[Records drawn from a dataset]

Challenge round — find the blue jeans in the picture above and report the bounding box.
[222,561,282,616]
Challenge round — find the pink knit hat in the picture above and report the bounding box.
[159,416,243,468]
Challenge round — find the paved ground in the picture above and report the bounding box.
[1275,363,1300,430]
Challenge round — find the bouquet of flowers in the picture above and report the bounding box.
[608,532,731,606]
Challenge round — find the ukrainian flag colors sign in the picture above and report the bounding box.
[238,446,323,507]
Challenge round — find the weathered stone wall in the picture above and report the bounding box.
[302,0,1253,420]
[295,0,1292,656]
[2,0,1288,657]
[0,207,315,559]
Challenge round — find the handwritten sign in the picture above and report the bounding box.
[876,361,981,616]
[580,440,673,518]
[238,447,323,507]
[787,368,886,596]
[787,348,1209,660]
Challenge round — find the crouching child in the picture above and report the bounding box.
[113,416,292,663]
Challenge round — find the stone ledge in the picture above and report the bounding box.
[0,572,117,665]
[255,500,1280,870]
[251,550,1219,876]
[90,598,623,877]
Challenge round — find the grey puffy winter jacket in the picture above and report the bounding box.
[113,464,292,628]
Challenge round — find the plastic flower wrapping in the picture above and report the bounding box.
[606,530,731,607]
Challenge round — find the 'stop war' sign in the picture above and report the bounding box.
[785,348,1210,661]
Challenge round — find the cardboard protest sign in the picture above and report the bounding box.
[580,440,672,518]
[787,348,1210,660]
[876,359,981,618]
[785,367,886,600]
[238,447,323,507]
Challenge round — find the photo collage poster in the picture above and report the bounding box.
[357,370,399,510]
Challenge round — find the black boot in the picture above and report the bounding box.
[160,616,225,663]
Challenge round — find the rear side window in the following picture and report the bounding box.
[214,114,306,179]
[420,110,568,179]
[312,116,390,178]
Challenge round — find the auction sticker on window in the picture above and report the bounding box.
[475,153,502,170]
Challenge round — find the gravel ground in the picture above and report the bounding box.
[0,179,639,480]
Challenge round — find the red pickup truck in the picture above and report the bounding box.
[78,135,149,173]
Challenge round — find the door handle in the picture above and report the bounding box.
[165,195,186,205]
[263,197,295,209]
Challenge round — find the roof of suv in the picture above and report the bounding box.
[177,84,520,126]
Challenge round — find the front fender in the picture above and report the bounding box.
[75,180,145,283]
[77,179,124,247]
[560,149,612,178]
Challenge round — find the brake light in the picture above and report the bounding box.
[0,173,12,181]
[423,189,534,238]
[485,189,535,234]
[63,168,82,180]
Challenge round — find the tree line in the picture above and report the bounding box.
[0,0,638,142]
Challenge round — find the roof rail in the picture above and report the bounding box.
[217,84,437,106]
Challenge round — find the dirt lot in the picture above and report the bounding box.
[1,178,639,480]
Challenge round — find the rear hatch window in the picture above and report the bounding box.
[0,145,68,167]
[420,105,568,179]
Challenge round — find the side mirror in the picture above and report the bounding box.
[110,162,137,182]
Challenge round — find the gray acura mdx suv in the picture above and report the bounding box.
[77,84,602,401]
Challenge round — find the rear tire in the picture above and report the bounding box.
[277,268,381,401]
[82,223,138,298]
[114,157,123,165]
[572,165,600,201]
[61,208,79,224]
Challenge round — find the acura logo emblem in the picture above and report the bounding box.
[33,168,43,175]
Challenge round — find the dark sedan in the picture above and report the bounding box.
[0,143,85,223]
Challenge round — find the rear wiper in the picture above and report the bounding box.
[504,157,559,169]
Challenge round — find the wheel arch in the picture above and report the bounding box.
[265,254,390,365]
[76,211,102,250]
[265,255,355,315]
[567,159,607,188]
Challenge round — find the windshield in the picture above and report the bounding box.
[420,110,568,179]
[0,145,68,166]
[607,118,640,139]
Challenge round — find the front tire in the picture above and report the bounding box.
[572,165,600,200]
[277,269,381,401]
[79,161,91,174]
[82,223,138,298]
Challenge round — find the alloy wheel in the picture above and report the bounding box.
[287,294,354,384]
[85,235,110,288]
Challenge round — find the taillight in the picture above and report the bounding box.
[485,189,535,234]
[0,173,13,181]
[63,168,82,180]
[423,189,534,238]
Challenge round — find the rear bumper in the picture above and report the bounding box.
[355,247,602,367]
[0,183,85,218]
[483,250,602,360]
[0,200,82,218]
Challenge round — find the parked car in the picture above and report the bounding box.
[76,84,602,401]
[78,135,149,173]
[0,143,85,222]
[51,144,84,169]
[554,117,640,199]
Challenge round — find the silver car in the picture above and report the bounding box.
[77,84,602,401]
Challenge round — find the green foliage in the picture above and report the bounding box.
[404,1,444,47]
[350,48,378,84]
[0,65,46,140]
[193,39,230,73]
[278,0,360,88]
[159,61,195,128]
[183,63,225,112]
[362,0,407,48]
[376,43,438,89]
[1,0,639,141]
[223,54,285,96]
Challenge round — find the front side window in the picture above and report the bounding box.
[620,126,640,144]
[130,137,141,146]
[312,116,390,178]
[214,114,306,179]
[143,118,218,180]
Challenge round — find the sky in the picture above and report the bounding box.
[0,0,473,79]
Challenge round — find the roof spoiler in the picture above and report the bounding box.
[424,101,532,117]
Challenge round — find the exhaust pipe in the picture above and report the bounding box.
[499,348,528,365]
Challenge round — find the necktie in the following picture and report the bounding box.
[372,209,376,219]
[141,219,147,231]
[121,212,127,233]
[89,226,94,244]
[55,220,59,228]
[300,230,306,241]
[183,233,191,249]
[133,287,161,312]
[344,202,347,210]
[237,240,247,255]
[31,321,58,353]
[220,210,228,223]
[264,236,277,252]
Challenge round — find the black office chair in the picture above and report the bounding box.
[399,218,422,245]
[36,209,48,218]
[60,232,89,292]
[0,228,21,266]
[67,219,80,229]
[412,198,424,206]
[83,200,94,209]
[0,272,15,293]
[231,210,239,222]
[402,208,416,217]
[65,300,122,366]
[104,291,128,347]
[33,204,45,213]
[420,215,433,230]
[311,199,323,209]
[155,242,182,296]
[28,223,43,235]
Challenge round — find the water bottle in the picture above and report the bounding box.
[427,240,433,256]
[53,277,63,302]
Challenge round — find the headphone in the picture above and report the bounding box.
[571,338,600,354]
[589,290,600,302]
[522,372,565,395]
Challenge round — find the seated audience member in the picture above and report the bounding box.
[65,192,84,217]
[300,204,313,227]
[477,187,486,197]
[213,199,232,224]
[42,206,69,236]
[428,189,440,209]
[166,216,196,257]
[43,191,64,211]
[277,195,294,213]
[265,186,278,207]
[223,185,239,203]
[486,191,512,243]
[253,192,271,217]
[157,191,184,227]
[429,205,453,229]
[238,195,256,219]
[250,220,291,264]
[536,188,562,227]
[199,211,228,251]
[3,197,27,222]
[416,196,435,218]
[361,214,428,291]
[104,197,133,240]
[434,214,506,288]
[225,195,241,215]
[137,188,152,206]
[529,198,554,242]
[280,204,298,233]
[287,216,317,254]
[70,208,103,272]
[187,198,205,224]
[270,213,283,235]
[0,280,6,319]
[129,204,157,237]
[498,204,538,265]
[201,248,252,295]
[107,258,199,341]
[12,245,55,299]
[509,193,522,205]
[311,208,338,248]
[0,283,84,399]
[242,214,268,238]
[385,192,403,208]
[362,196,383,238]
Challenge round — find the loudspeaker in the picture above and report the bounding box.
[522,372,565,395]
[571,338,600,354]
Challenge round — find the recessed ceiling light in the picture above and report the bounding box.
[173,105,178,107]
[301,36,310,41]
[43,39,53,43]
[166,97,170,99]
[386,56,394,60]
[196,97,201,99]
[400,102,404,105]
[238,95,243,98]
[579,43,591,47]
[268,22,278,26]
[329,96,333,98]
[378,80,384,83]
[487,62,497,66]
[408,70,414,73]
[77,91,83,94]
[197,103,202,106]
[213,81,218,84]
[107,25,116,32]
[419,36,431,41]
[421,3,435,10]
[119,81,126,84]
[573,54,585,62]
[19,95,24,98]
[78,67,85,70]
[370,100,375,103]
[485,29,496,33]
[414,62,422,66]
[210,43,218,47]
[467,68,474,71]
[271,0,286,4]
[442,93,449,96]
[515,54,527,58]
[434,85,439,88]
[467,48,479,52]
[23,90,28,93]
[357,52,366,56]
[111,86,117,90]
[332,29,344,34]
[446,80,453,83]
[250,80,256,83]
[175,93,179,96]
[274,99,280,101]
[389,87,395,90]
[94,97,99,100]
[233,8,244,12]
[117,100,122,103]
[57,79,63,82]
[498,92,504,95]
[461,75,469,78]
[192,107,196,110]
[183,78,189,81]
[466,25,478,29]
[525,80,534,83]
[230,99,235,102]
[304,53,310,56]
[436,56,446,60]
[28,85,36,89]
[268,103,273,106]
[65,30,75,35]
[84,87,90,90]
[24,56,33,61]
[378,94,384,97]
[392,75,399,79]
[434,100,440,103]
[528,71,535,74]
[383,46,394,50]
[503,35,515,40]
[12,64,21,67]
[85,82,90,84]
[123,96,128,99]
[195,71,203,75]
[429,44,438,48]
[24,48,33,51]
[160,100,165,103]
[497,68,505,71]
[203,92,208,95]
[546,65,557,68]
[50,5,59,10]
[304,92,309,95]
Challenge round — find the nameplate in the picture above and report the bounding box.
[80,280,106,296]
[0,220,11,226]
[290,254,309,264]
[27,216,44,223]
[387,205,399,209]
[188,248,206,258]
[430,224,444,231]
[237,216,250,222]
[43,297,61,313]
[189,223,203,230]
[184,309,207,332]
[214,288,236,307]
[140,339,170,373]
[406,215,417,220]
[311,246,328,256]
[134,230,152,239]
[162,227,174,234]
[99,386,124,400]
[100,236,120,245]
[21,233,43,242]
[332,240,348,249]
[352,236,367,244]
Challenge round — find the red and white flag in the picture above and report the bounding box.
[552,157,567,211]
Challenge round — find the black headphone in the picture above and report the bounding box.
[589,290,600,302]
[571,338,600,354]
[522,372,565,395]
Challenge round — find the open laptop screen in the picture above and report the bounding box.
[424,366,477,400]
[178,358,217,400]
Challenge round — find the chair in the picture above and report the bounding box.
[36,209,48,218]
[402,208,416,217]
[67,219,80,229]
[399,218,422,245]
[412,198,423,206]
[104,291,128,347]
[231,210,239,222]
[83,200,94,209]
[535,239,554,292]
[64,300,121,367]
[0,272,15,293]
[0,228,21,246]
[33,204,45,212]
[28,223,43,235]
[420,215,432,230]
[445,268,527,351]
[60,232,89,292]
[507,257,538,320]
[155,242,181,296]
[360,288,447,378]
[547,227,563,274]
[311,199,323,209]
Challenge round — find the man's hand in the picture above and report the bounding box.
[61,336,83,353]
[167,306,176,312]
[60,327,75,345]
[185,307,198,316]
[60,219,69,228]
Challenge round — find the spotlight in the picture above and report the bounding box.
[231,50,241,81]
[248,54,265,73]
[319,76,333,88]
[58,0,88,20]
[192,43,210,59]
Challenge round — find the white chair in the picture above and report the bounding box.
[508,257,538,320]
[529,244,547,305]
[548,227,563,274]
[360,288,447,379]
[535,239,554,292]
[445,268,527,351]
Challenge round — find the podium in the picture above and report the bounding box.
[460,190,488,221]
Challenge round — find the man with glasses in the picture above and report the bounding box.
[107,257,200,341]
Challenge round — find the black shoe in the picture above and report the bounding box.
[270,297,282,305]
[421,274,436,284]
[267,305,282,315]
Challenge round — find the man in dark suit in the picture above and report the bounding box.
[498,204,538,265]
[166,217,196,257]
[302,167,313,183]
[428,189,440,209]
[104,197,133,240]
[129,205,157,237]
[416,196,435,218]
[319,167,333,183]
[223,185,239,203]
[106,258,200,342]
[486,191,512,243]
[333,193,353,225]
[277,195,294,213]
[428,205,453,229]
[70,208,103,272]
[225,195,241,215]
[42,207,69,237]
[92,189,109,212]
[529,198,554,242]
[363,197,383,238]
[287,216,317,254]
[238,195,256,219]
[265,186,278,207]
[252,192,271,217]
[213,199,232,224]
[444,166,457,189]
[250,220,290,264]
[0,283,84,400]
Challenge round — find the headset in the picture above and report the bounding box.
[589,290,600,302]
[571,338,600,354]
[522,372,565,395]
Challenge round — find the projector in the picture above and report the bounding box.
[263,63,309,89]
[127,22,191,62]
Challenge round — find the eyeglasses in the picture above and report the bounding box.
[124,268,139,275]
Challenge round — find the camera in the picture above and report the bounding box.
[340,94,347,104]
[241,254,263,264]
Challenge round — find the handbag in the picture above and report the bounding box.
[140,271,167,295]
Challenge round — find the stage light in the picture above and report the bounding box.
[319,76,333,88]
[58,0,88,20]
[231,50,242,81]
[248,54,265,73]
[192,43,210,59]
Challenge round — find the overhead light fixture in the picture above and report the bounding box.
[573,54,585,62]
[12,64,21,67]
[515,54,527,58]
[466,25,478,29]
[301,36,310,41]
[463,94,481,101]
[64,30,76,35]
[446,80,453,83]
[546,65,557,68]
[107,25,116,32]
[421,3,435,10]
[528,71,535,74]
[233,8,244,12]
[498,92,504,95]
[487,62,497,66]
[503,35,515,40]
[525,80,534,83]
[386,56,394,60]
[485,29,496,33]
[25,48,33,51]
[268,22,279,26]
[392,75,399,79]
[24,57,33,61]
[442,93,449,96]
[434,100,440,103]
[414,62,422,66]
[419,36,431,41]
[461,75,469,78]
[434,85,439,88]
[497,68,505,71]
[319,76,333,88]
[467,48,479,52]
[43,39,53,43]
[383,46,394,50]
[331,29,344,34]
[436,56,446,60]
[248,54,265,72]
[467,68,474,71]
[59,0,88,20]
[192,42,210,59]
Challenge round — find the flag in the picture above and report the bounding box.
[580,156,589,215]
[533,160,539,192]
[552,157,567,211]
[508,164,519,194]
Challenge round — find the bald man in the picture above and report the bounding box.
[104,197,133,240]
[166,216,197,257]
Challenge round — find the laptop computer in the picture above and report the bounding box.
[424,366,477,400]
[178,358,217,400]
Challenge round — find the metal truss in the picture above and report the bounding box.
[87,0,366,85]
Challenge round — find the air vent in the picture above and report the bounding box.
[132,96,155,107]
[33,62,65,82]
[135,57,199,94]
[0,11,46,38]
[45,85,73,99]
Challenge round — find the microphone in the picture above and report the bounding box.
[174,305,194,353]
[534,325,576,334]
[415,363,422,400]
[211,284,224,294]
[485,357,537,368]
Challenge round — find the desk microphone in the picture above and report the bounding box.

YOUR TASK → The response should be an exact copy of the lines from the one with "Challenge round — find the metal" through the end of the data, with no other text.

PROBLEM SOLUTION →
Challenge round — find the metal truss in the picture above and report the bounding box.
[87,0,366,85]
Challenge round — find the air vent in the picture above and report the bounding box.
[132,96,155,107]
[33,62,65,82]
[135,57,199,94]
[0,11,46,38]
[45,85,73,99]
Challenge round — find the microphone in the picture above and report the bounding box.
[174,305,194,353]
[534,325,576,334]
[415,363,422,400]
[211,284,224,294]
[485,357,537,368]
Challenge round — find the desk microphone in the picture above and report the bounding box.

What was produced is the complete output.